## BEGIN EXERCISE DATA

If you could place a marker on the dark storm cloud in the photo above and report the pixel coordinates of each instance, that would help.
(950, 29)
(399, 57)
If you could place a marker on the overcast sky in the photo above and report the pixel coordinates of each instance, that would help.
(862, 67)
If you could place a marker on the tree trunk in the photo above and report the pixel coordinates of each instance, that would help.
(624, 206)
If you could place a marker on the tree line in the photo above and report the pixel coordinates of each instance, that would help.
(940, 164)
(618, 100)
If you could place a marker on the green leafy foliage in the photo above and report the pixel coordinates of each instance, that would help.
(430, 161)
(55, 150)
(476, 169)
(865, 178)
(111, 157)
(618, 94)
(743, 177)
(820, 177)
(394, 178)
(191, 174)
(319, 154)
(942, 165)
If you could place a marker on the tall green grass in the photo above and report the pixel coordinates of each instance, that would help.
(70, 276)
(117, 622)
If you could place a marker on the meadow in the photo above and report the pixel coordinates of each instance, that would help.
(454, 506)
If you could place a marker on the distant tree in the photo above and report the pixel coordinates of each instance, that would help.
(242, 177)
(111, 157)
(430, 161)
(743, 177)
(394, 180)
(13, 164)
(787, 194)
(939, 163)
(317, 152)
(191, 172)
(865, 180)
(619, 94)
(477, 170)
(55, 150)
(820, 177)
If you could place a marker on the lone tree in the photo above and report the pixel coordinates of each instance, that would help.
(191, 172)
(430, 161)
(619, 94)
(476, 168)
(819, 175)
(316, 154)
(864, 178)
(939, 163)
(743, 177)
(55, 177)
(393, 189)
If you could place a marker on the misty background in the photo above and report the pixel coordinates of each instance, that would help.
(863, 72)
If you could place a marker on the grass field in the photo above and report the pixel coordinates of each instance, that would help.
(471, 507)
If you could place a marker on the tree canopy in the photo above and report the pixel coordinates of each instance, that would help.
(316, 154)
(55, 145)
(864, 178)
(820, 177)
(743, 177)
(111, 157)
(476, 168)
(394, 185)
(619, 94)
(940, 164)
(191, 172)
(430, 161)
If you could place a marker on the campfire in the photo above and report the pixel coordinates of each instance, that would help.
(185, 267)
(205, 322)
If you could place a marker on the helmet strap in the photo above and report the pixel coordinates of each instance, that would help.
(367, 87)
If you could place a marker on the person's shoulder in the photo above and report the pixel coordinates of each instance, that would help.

## END EXERCISE DATA

Revise the records above by replacing every occurrence of "place a marker on" with "mark". Leave everything else unchanged.

TASK ANSWER>
If you could mark the dark storm cloud in the photo above and report the pixel coordinates of each instance, that would help.
(950, 29)
(399, 57)
If you could mark the overcast sky in the photo above and report the pixel coordinates of each instance, that would help.
(862, 67)
If you could mark the tree trunk in the photo above and report the pixel coordinates of each instance, that would help.
(624, 206)
If you could mark the tree line in the photo above and report the pixel coordinates of each instance, that would help.
(940, 164)
(618, 100)
If you could mark the green leafy foliage in the photo above and report the pixel coordinates of each instance, that would help.
(430, 161)
(55, 150)
(476, 169)
(865, 178)
(111, 157)
(618, 94)
(743, 177)
(820, 177)
(394, 178)
(191, 174)
(319, 154)
(942, 165)
If you could mark the tall green grass in the photo above and report the pixel coordinates of each instance, that would help.
(70, 276)
(117, 622)
If you could mark the meadow in the photo above and report the pixel coordinates of each instance, that would help.
(454, 506)
If you could mark the distant tree in the photo above and report the pixel coordinates of each instance, that would help.
(242, 177)
(111, 157)
(430, 161)
(743, 177)
(394, 180)
(13, 164)
(787, 194)
(939, 163)
(317, 152)
(191, 172)
(865, 180)
(619, 94)
(477, 170)
(55, 150)
(820, 177)
If you could mark the lone tree in the photo above and report the pixel coordinates of each instance, that would help.
(191, 172)
(430, 161)
(619, 94)
(476, 168)
(819, 175)
(316, 154)
(864, 178)
(939, 163)
(743, 177)
(55, 177)
(393, 189)
If you could mark the misty background in the photo above and report the pixel coordinates of each instance, that would help.
(863, 72)
If you could mark the grass field in the photo above and report the pixel coordinates of each instance, that would help.
(471, 507)
If you could mark the tree canopy in the photo above and report the pixel coordinates of each instance, that would help.
(316, 154)
(55, 145)
(864, 178)
(820, 177)
(743, 177)
(111, 157)
(476, 168)
(394, 185)
(619, 94)
(940, 164)
(191, 172)
(430, 161)
If you could mark the campfire in the photo above and report the pixel coordinates of each instance, that would help.
(185, 267)
(205, 322)
If you could mark the helmet strap in the photo above and report the pixel coordinates of each instance, that would help.
(367, 87)
If you could mark the person's shoulder in the photo above and report the pixel coordinates of each instance, that would help.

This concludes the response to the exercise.